WRITTEN TASK:
Revise the listing below by replacing every occurrence of "instance" with "object". Leave everything else as it is.

═══ DATA TO USE ═══

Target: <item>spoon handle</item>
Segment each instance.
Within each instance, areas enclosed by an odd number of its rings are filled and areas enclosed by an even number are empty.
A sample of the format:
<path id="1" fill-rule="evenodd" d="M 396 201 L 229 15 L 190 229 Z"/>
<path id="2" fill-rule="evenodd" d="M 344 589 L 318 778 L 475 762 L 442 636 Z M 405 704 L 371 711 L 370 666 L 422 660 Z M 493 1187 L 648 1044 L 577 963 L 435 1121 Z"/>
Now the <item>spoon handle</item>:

═══

CORRECT RESULT:
Target: <item>spoon handle</item>
Segment each object.
Within each object, areas enclosed by an odd number of its rings are filled and areas enclosed by an even number are empty.
A sample of the format:
<path id="1" fill-rule="evenodd" d="M 396 201 L 229 15 L 190 229 Z"/>
<path id="2" fill-rule="evenodd" d="M 344 589 L 318 778 L 475 762 L 442 636 Z M 405 704 L 371 711 L 370 666 L 422 660 Z M 493 1187 L 648 1044 L 577 963 L 435 1121 Z"/>
Now the <item>spoon handle</item>:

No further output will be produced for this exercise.